# Document section
# Molly is at the spa this morning



## dio.ren (Jan 18, 2013)

Took Molly in this morning at 9:30am for her spa day at the groomers. This will be her second full haircut. The girl did a really good job last time so we told her to do the same thing. It's 7 weeks today since her last haircut. Her body wasn't too long yet but her head was getting out of control couldn't see her little eyes anymore. She walked in there all happy and greeted everyone........I was thinking she might not want to go in but she just seems to love everything

Will post pics of her new poo doo later when we pick her up

Can't believe she is 9 months old today


----------



## wilfiboy (Sep 18, 2010)

Happy birthday Molly, enjoy your pampering , looking forward to seeing how gorgeous you look xx


----------



## lady amanda (Nov 26, 2010)

Can't wait to see pictures of miss molly pocket!

Sent from Petguide.com Free App


----------



## dmgalley (Aug 19, 2012)

I am dying for pictures of beautiful Molly. 

Sent from my SGH-T989 using Tapatalk 2


----------



## dio.ren (Jan 18, 2013)

Coming soon.........she isn't back yet it's been 5 hours now  She is probably being a little brat ha!


----------



## dmgalley (Aug 19, 2012)

dio.ren said:


> Coming soon.........she isn't back yet it's been 5 hours now  She is probably being a little brat ha!


I use to think that but more that I do the grooming I have s while new perspective. It takes a long time. 

Sent from my SGH-T989 using Tapatalk 2


----------



## dio.ren (Jan 18, 2013)

Well Molly is finally home they called us to pick her up at 3:30pm so she was there since 9am. She seemed a little stressted when we got her but the girl said she did a lot better than last time They took her out for a pee but she didn't want to do anything so she held it since 9am she is such a good girl. When I took her out from the salon she had a huge pee and a poo

The first picture is her this morning before and the rest are of her haircut and fancy bows etc........she doesn't like that fancy stuff so she sulked at one point so took them off her.

Her face is kind of short but it grows fast at least I can see her eyes now. Her chin is wet cause she drank half a bowl of water when she got back


----------



## dio.ren (Jan 18, 2013)

A few more I am sure in a few days her face and ears will look better last time this happened too. Guess I was used to her shaggy face!


----------



## lady amanda (Nov 26, 2010)

Awe Molly pocket looks gorgeous


----------



## dio.ren (Jan 18, 2013)

# Stated goal 1
Transcribe the thread about Molly's grooming, everything from "The first picture" down to "them off her.".

# Input rows
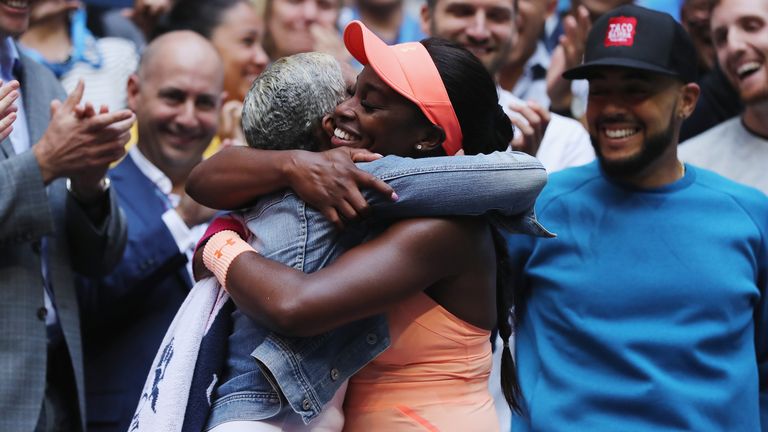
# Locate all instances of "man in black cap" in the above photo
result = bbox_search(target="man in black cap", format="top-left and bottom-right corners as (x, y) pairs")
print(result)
(509, 6), (768, 432)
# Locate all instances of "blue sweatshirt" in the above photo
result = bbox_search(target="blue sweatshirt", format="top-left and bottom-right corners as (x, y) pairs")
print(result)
(509, 162), (768, 432)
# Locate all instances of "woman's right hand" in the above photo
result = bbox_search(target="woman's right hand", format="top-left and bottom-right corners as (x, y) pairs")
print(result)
(288, 147), (397, 228)
(0, 80), (19, 141)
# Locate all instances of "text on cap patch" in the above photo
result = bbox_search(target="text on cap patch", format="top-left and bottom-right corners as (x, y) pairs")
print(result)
(605, 16), (637, 47)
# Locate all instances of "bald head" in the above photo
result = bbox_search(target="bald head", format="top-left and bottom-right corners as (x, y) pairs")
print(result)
(128, 31), (224, 187)
(138, 30), (224, 87)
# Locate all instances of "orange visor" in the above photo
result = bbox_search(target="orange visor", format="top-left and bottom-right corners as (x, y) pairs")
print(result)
(344, 21), (462, 156)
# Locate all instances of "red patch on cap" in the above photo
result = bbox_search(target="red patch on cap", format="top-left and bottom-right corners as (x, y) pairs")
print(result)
(605, 16), (637, 47)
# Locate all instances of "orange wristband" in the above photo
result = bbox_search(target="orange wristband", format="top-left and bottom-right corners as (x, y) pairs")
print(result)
(203, 230), (258, 289)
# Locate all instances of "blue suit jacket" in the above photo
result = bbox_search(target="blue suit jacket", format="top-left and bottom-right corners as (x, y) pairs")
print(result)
(0, 46), (125, 432)
(79, 156), (192, 432)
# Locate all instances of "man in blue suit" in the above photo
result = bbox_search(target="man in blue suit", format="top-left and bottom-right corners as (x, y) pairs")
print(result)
(80, 32), (223, 432)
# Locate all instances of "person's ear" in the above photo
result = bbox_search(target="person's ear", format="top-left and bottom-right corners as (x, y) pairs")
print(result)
(126, 74), (141, 112)
(677, 83), (701, 119)
(414, 125), (445, 153)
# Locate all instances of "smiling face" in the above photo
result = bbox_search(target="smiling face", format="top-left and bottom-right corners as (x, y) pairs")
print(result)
(680, 0), (717, 71)
(587, 67), (698, 177)
(323, 66), (439, 157)
(421, 0), (517, 74)
(0, 0), (31, 37)
(211, 2), (269, 101)
(509, 0), (557, 65)
(128, 32), (223, 179)
(711, 0), (768, 105)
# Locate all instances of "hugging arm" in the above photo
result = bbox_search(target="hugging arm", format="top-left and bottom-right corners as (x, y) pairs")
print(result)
(187, 147), (547, 223)
(226, 218), (487, 336)
(186, 147), (392, 226)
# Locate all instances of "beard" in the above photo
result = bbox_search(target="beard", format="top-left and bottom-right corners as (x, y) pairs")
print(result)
(589, 110), (676, 178)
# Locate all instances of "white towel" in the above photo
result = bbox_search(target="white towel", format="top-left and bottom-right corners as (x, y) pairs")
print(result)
(129, 277), (229, 432)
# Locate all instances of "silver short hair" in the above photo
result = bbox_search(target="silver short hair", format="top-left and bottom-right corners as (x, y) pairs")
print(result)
(243, 52), (345, 150)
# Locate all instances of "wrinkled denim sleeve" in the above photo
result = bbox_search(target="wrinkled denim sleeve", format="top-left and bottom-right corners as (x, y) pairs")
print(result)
(358, 152), (547, 217)
(358, 152), (551, 237)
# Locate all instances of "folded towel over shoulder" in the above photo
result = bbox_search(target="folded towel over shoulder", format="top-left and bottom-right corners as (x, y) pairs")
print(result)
(129, 277), (233, 432)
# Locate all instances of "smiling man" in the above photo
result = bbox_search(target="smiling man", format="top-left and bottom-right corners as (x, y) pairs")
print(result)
(509, 6), (768, 432)
(421, 0), (595, 173)
(80, 31), (224, 432)
(0, 0), (133, 432)
(680, 0), (768, 193)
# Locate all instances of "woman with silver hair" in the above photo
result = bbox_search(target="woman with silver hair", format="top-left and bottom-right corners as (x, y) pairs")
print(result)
(188, 40), (546, 432)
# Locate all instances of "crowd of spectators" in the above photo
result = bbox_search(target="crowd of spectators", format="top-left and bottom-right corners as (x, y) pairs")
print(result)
(0, 0), (768, 432)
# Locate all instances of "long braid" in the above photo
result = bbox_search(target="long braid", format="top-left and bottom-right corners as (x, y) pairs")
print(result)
(491, 227), (523, 414)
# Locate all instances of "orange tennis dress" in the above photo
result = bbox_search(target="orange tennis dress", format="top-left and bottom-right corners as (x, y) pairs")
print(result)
(344, 293), (499, 432)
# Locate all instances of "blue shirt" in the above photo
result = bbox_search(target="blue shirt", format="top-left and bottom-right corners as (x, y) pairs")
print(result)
(509, 162), (768, 432)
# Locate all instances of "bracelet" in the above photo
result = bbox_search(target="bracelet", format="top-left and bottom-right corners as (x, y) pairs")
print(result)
(203, 230), (258, 290)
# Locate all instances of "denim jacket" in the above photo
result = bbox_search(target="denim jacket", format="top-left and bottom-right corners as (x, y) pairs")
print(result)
(208, 152), (551, 428)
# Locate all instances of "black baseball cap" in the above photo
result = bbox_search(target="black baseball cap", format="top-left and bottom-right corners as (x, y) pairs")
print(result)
(563, 5), (698, 83)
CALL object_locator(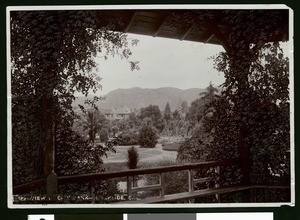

# Stated goal 2
Extract every line of the entries that contains the word "beard".

# Exercise output 1
The first picture is her this morning before and the rest are of her haircut and fancy bows etc........she doesn't like that fancy stuff so she sulked at one point so took them off her.

# Exercise output 2
# Locate all instances of "beard" in the above photo
result = bbox_search(target="beard", format="top-left and bottom-right corners as (x, y) pairs")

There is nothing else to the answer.